— START OF Document —
Let us now compare the results of the pl function (which utilizes the pragmaticListener function) in the joint inference model with the results of the pragmaticListener function in the knowledge model. Note once again that in contrast with the joint inference model, the listener in the knowledge model knows the number of apples to which the speaker has access, allowing us to visualize both situations in which the speaker has full access and situations in which the speaker has only partial access.
Taking a look at the graph of the results of the pragmaticListener function for a full-access speaker, we can see a number of findings. The first finding is that when the “some” utterance is heard, the probability of the pragmatic listener assuming that the speaker saw that 2 of the 3 apples are red is higher than either the probability of the pragmatic listener assuming that the speaker saw that only 1 of the 3 apples is red or the probability of the pragmatic listener assuming that the speaker saw that all 3 apples are red. The second finding is that the probability of the pragmatic listener assuming that the speaker saw that only 1 of the 3 apples is red is slightly higher than the probability of the pragmatic listener assuming that the speaker saw that all 3 apples are red. The third and last finding is that there is no probability given in the graph, for the pragmatic listener assuming that the speaker saw that none of the 3 apples are red. There are two reasons for these findings. The first reason is that the “some” utterance covers scenarios in which the pragmatic listener assumes that the speaker saw that at least 1 apple is red. The second reason is that there is already an utterance for scenarios in which the pragmatic listener assumes that the speaker saw that all 3 apples are red, the “all” utterance, which provides for greater information flow than if the “some” utterance is used. To put it another way, if the speaker saw that all 3 apples are in fact red, the pragmatic listener assumes that the speaker would have said the “all” utterance instead of the “some” utterance.
Taking a look now at the graph of the results of the pragmaticListener function for a partial-access speaker, we can notice a number of things. The first thing we notice is that there is a non-zero probability given for the pragmatic listener assuming that the speaker saw that none of the apples are red when the former hears the latter use the “some” utterance. The second thing we notice is that the probability of the pragmatic listener assuming that the speaker saw that 2 of the 3 apples are red is the highest among the probabilities given in this graph. The third and final thing we notice is that the respective probabilities of the pragmatic listener assuming that the speaker saw that all 3 apples are red and of the pragmatic listener assuming that the speaker saw that only 1 of the 3 apples is red are more or less the same. There are several reasons for these findings. The first reason is that there is a chance, however small, that the third apple (the apple that the speaker does not have access to) is not actually red. The second reason is that the “some” utterance may cover scenarios in which the speaker is assumed by the pragmatic listener to have seen all 3 apples being red. The third reason is that as mentioned in the previous paragraph, the “all” utterance covers the scenarios laid out in the previous sentence, which explains why the probability of the pragmatic listener assuming that the speaker saw all 3 apples being red is not higher than it is in this graph. The fourth and final reason is that the base rate in the knowledge model, just like in the joint inference model, is set at 0.8, which means that there is a good chance (though not that high) that the third apple is, in fact, red even if the speaker uses the “some” utterance to indicate that they saw that all 3 apples are red.
— END OF Document —
* [Stated goal A]: Render every line of the records below as a numbered list, leaving out blank lines.
— START OF Supplied entries —
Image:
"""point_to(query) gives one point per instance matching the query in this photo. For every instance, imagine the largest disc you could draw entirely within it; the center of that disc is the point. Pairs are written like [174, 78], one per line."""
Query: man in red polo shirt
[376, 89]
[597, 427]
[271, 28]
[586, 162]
— END OF Supplied entries —
* [Stated goal B]: In the text on the pragmaticListener function, condense the paragraph beginning "Taking a look at the graph of the results of the pragmaticListener function for a full-access speaker" into a short bulleted list that keeps its findings and reasons.

* [Complete answer A]:
1. Image:
2. """point_to(query) gives one point per instance matching the query in this photo. For every instance, imagine the largest disc you could draw entirely within it; the center of that disc is the point. Pairs are written like [174, 78], one per line."""
3. Query: man in red polo shirt
4. [376, 89]
5. [597, 427]
6. [271, 28]
7. [586, 162]

* [Complete answer B]:
For a full-access speaker, on hearing "some":
- The pragmatic listener finds "2 of the 3 apples are red" more probable than either "only 1 is red" or "all 3 are red."
- "Only 1 is red" is slightly more probable than "all 3 are red."
- The graph gives no probability for "none of the 3 are red."

Reasons:
- "Some" covers scenarios in which at least 1 apple is red.
- The "all" utterance already covers all 3 being red and gives greater information flow. A speaker who saw all 3 red would therefore be assumed to say "all" rather than "some."